* [Your objective]:
Rewrite the part of the items that opens with the line containing "Where can the wheelchair frame" and runs through the end of the items, keeping every line. Shift each coordinate in the answers by adding 138 to it.

(Data entries)
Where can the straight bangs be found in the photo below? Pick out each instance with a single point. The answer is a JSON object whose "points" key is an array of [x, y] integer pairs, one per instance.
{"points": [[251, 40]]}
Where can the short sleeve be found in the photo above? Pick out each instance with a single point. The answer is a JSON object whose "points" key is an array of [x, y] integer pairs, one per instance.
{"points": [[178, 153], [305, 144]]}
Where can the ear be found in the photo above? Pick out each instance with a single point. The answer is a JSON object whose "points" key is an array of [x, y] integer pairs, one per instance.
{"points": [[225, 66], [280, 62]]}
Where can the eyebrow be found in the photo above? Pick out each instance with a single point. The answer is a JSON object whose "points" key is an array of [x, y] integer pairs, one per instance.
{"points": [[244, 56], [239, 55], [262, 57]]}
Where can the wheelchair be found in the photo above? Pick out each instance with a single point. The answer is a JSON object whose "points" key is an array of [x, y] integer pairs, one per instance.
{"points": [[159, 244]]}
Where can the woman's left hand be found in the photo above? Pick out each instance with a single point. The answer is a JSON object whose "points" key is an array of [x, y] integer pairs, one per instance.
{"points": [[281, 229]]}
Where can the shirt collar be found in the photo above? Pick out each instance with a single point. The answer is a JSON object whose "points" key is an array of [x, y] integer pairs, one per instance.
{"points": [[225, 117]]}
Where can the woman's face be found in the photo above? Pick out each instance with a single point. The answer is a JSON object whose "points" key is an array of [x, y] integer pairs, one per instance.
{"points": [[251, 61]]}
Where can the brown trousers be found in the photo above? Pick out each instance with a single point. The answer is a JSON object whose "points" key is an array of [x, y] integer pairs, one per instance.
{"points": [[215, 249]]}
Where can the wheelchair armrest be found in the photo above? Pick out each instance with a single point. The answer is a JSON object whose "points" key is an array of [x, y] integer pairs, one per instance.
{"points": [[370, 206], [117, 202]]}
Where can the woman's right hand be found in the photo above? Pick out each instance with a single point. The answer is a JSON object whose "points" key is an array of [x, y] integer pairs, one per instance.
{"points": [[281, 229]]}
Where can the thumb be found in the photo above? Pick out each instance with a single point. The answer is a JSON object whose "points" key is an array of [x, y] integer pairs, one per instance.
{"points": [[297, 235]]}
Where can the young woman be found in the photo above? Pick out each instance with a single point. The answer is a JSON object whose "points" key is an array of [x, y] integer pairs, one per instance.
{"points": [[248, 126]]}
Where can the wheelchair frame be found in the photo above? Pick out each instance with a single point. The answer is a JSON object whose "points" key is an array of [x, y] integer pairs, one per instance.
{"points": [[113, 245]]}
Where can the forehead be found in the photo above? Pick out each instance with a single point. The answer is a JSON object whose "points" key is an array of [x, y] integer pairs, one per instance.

* [Response to the task]:
Where can the wheelchair frame be found in the photo above? Pick out each instance with a single point. The answer is a JSON object whose "points" key is an array of [x, y] integer pairs, one per instance.
{"points": [[251, 383]]}
Where can the forehead be found in the photo above? Pick out each instance with a single point. The answer is a JSON object whose "points" key is an array of [x, y] integer pairs, one per instance.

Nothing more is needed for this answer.